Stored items
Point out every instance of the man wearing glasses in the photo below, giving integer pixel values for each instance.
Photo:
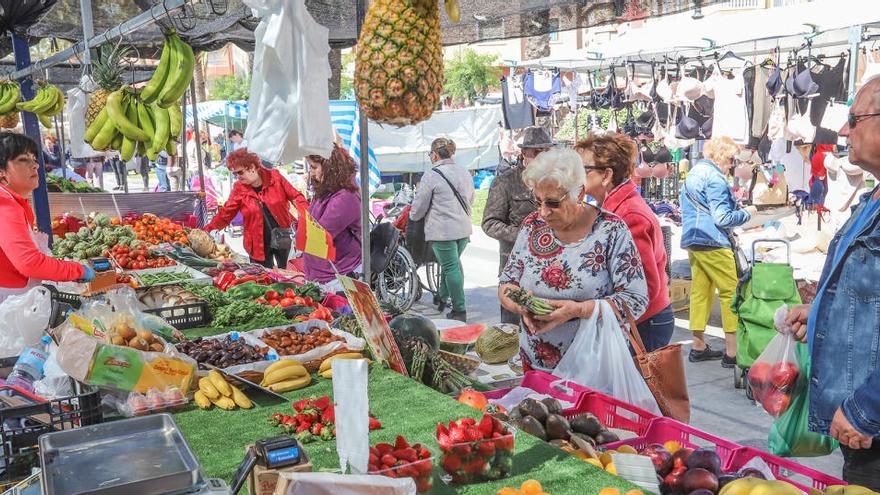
(842, 326)
(510, 201)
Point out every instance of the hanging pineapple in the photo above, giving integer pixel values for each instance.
(107, 72)
(399, 65)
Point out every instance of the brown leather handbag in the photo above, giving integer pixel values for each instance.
(663, 371)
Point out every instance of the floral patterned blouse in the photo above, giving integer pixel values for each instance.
(605, 264)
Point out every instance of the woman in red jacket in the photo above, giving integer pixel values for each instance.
(24, 253)
(263, 196)
(609, 161)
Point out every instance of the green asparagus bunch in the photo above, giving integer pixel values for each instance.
(532, 304)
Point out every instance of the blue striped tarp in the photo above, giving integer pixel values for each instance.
(345, 117)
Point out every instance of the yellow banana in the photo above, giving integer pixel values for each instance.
(208, 388)
(240, 399)
(220, 383)
(202, 400)
(283, 374)
(288, 385)
(281, 363)
(151, 91)
(181, 73)
(116, 112)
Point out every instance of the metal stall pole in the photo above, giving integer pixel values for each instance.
(32, 130)
(365, 166)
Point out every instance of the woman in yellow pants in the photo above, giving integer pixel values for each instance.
(709, 211)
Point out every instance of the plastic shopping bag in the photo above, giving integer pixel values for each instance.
(774, 375)
(599, 358)
(790, 436)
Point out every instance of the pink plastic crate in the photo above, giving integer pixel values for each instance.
(664, 429)
(613, 413)
(545, 383)
(784, 469)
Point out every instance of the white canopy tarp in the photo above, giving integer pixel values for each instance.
(474, 130)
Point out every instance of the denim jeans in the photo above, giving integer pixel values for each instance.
(656, 331)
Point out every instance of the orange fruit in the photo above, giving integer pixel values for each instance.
(531, 487)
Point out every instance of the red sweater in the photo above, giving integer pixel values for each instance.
(20, 259)
(625, 202)
(276, 193)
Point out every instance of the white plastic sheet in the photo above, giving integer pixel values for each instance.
(599, 358)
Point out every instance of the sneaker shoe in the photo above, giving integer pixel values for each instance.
(706, 354)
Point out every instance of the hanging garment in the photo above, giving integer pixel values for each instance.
(289, 114)
(540, 87)
(516, 109)
(730, 118)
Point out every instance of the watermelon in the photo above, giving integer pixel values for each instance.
(459, 340)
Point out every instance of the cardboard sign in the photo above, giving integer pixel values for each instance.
(369, 316)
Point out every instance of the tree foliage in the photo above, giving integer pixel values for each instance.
(231, 88)
(469, 75)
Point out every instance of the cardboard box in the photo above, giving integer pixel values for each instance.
(679, 294)
(263, 481)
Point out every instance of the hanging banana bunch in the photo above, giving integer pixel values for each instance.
(47, 103)
(9, 96)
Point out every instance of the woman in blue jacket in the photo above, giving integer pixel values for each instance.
(709, 211)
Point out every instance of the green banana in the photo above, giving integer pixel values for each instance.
(96, 126)
(151, 92)
(180, 76)
(160, 131)
(116, 112)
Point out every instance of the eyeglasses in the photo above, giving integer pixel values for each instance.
(549, 203)
(853, 119)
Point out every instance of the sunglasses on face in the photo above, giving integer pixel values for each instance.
(853, 119)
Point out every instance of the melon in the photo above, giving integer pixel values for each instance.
(459, 340)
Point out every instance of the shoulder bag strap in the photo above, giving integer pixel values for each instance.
(455, 191)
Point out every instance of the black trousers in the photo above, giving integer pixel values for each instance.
(862, 466)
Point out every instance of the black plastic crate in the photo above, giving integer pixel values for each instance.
(184, 316)
(23, 425)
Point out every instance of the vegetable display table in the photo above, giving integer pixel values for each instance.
(404, 407)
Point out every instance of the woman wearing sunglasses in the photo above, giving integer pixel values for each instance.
(609, 161)
(571, 254)
(263, 196)
(25, 260)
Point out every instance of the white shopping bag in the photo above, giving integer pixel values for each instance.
(599, 358)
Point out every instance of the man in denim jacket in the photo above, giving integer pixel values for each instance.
(842, 326)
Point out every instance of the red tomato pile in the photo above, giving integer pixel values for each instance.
(137, 258)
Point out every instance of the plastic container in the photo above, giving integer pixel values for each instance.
(547, 384)
(421, 471)
(664, 429)
(482, 460)
(612, 413)
(783, 469)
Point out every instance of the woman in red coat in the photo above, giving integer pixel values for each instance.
(24, 258)
(609, 161)
(263, 196)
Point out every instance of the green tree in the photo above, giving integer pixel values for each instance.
(231, 88)
(469, 75)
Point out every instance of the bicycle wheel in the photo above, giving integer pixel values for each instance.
(398, 284)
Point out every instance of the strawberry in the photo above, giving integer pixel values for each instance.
(400, 443)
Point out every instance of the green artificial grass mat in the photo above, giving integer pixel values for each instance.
(404, 407)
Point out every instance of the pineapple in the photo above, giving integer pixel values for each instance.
(107, 72)
(399, 65)
(9, 121)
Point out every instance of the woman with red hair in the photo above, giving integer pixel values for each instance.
(263, 196)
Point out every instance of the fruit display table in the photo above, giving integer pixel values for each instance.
(404, 407)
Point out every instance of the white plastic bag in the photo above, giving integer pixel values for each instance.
(599, 358)
(23, 320)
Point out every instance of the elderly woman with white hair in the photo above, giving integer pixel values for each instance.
(571, 254)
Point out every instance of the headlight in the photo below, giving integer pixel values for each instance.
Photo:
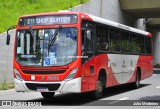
(72, 74)
(18, 76)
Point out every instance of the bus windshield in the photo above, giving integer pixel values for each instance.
(33, 48)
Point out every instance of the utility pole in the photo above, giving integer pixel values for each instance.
(101, 8)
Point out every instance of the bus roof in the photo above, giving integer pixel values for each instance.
(95, 19)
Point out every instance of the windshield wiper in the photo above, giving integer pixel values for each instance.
(53, 38)
(32, 34)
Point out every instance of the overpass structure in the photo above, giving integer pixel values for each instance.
(150, 11)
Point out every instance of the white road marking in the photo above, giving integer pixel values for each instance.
(124, 98)
(158, 87)
(119, 100)
(7, 90)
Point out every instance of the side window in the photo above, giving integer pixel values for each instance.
(134, 46)
(88, 41)
(141, 44)
(125, 43)
(114, 35)
(148, 46)
(102, 38)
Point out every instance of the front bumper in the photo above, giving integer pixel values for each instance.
(64, 86)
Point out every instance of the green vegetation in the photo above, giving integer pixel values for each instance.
(10, 10)
(6, 86)
(157, 66)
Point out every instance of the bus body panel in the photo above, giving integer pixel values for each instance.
(119, 68)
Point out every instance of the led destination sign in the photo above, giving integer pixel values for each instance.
(48, 20)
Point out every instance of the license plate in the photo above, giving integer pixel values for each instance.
(42, 89)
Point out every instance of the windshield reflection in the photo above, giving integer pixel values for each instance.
(34, 50)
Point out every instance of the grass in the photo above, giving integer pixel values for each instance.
(6, 86)
(10, 10)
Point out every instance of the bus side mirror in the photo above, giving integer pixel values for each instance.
(89, 36)
(8, 35)
(8, 39)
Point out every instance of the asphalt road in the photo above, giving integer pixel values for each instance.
(6, 57)
(113, 97)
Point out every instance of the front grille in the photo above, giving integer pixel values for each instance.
(51, 87)
(43, 72)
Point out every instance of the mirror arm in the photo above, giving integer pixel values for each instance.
(11, 27)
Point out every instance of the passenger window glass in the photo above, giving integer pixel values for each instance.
(125, 43)
(102, 38)
(114, 40)
(141, 44)
(148, 46)
(134, 46)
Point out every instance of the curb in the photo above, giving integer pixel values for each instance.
(6, 90)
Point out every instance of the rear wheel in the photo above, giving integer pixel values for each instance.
(99, 89)
(136, 84)
(48, 95)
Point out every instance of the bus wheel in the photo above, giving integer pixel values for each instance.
(136, 84)
(99, 89)
(48, 95)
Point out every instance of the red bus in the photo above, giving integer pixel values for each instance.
(77, 52)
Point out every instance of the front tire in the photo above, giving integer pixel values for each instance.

■ Task instructions: Copy all of the material above word for word, but leave the pictures out of your answer.

■ Output below:
Point out every instance of the man wearing glasses in the photo below, giving integer pixel values for each instance.
Photo:
(842, 326)
(510, 201)
Point out every instance of the hanging pineapple in the photo above, giving integer pixel values for each instance.
(107, 72)
(399, 65)
Point out every instance of the brown leather handbag in the photo above, giving integer pixel values for each instance.
(663, 371)
Point out every instance of the floral patterned blouse in the photo above, giving integer pixel values for each instance.
(605, 264)
Point out every instance of the woman in red jacket in the photo above, giving integer pixel values for each instance.
(24, 253)
(263, 196)
(609, 161)
Point out every instance of the green asparagus bunch in the photo above, giving integer pixel values for each instance.
(532, 304)
Point out every instance of the blue striped tarp in the photo above, giving integer pixel values for each instance.
(345, 117)
Point out every instance of the yellow banana in the photo above, giving integer pixel values for each instance.
(208, 388)
(240, 399)
(220, 383)
(202, 400)
(283, 374)
(288, 385)
(281, 363)
(151, 91)
(181, 73)
(116, 112)
Point out every instance of the metal stall pole in the photo above, giving integer pixel values for each instance.
(32, 130)
(365, 166)
Point out every instance of the woman in yellow pants in the photo above, giving integer pixel values for each instance.
(709, 211)
Point out every instance of the plastic shopping bag in the photo above, giving integer pixel values for each instance.
(774, 375)
(599, 358)
(790, 436)
Point out every instance of the pink plastic crate in the photo above, giving integer pixel values for each instance.
(664, 429)
(613, 413)
(545, 383)
(784, 469)
Point out every instance of the white canopy tarp in the photo above, giving integer pixel values for each instance.
(474, 130)
Point out every instance of the denim jeans in the photo above, giving integer pixel values for each instance.
(656, 331)
Point out every instance of the orange fruit in the photo above, giving integer pixel values for each instance.
(531, 487)
Point out every instance of the red sweater in the photo above, giving integer pixel values for each instance.
(20, 259)
(625, 202)
(276, 193)
Point out every instance of the white plastic sheet in the photo above, giving integer pixel values for each instance.
(599, 358)
Point out every instance of the sneaker shoe in the photo above, giving integer pixel values for each instance.
(706, 354)
Point out every instance of the hanging garment in the photo above, giving integer pixel values for each instance.
(289, 114)
(540, 87)
(516, 109)
(730, 118)
Point out every instance of the watermelon in the photo above, giving integer pixel values for each instance.
(459, 340)
Point out every instance of the cardboard sign in the photo above, giving integer pixel values for each instance.
(369, 316)
Point out every instance of the tree foliage in the photo above, giving integer pixel values for each instance.
(231, 88)
(469, 75)
Point out every instance of the cardboard box in the photo above, giving integer pixel values for each instance.
(679, 294)
(263, 481)
Point out every instance of the hanging banana bunch in the photo above, giving integer pixel values for each instance.
(47, 103)
(9, 96)
Point out every instance of the woman in blue jacket in the photo above, giving integer pixel values for each instance.
(709, 211)
Point out every instance of the green banana in the photo above, giving integer pixel values for each instance.
(96, 126)
(151, 92)
(180, 76)
(160, 131)
(116, 112)
Point out every instance of the eyeglasses in the photo above, giving integer pixel values for each instance.
(549, 203)
(853, 119)
Point out every instance of the sunglasses on face in the photo above, giving integer pixel values for each instance.
(853, 119)
Point out every instance of the melon in the photo above, giving integer pixel values for each instance.
(459, 340)
Point out every instance of the shoulder bag strap in the photo above, giving integer pixel values for each instance.
(455, 191)
Point out every instance of the black trousers in the photo above, giving integer pixel values for each instance.
(862, 466)
Point out every instance of the black plastic crate in the photo above, giving integer pixel values for each instance.
(184, 316)
(23, 425)
Point out every instance of the vegetable display table in the photo above, giving integer pixel values for each instance.
(404, 407)
Point out every instance of the woman wearing sunglasses in the photo above, giving integer pixel values for each instance.
(609, 161)
(571, 254)
(263, 196)
(25, 260)
Point out every instance of the white shopping bag in the photo above, giving integer pixel values for each instance.
(599, 358)
Point out every instance of the man in denim jacket in the photo above, giving integer pixel values for each instance.
(842, 326)
Point out every instance of the red tomato pile in the photo above, giving integer pixel values for each instance.
(137, 258)
Point out every instance of the plastic container in the photo above, giving integer pixel values for each instance.
(547, 384)
(421, 471)
(664, 429)
(482, 460)
(612, 413)
(783, 469)
Point out every instance of the woman in red coat in the photo above, giving integer pixel values for each instance.
(24, 258)
(609, 161)
(263, 196)
Point out every instance of the green tree in the photo above, giving integer pixel values for each instance.
(231, 88)
(469, 75)
Point out every instance of the bicycle wheel in the photo above, giving integer pixel values for each instance.
(398, 284)
Point out every instance of the strawberry in the photo above, giving integer pixel values for each instance.
(400, 443)
Point out every instance of the green artificial grass mat in the photo above, giving integer pixel values for each instance.
(404, 407)
Point out every instance of the pineapple in the photo above, giving integer pixel values for each instance.
(107, 72)
(399, 65)
(9, 121)
Point out every instance of the woman with red hair in the photo above, giving integer pixel values for each instance.
(263, 196)
Point out every instance of the fruit display table in the photo above, giving integer pixel values for each instance.
(404, 407)
Point out every instance of the white plastic bag in the photo above, giving integer pixel values for each instance.
(599, 358)
(23, 320)
Point out every instance of the elderly woman with white hair in the photo above, giving integer pixel values for each instance.
(571, 254)
Point out every instance of the headlight in the photo below, giving integer pixel values for each instance.
Photo:
(72, 74)
(18, 76)
Point out every instance of the bus windshield in the photo above, giving integer pixel values for each instance.
(33, 48)
Point out every instance of the utility pole in the photo above, giving integer pixel values for each instance.
(101, 8)
Point out every instance of the bus roof in the photo above, giving integer pixel values for each instance.
(95, 19)
Point out every instance of the windshield wiper in the photo above, giving integer pixel values for each instance.
(53, 38)
(32, 34)
Point out every instance of the overpass structure in the photo above, giving integer pixel values for each instance.
(150, 11)
Point out every instance of the white road marking in the photo above, giving integer pixel values for each instance.
(124, 98)
(158, 87)
(119, 100)
(7, 90)
Point out every instance of the side window in the photo above, giving integer pixel values for each instance.
(134, 46)
(88, 41)
(141, 44)
(125, 43)
(114, 35)
(148, 46)
(102, 38)
Point out every instance of the front bumper in the photo above, giving integer pixel values for each instance.
(64, 86)
Point out every instance of the green vegetation in the photo above, giving integer pixel values for each instance.
(10, 10)
(6, 86)
(157, 66)
Point out every instance of the bus body panel in the photo above, giving integer pixel values for each instance.
(119, 68)
Point out every instance of the led destination sign in the photo above, giving integer pixel values for each instance.
(48, 20)
Point out every instance of the license plate in the photo above, giving integer pixel values for each instance.
(42, 89)
Point out every instance of the windshield reflection in the photo above, giving integer pixel values for each instance.
(34, 50)
Point out every instance of the grass in the photo above, giving integer pixel values for each instance.
(6, 86)
(10, 10)
Point out every instance of the bus side mirror in the photo above, giving integer pixel values for each instance.
(89, 36)
(8, 35)
(8, 39)
Point out every instance of the asphalt road in the photo above, giving integer pixel values for each instance.
(6, 57)
(113, 97)
Point out every instance of the front grille in the photo above, giving integer pixel values for each instance.
(51, 87)
(43, 72)
Point out every instance of the mirror arm in the photo above, giving integer pixel values for each instance.
(11, 27)
Point out every instance of the passenger window glass in the photo above, giving integer pixel values for each instance.
(125, 43)
(102, 38)
(114, 40)
(141, 44)
(148, 46)
(134, 46)
Point out every instance of the curb in the photo above, giving integer pixel values for each instance.
(6, 90)
Point out every instance of the rear wheel in the photo above, giving integer pixel values for each instance.
(99, 89)
(136, 84)
(48, 95)
Point out every instance of the bus wheel in the photo above, giving integer pixel values for each instance.
(136, 84)
(99, 89)
(48, 95)
Point out every instance of the red bus in the photo above, giving integer pixel values for each instance.
(77, 52)
Point out every instance of the front tire in the photo above, giving integer pixel values for each instance.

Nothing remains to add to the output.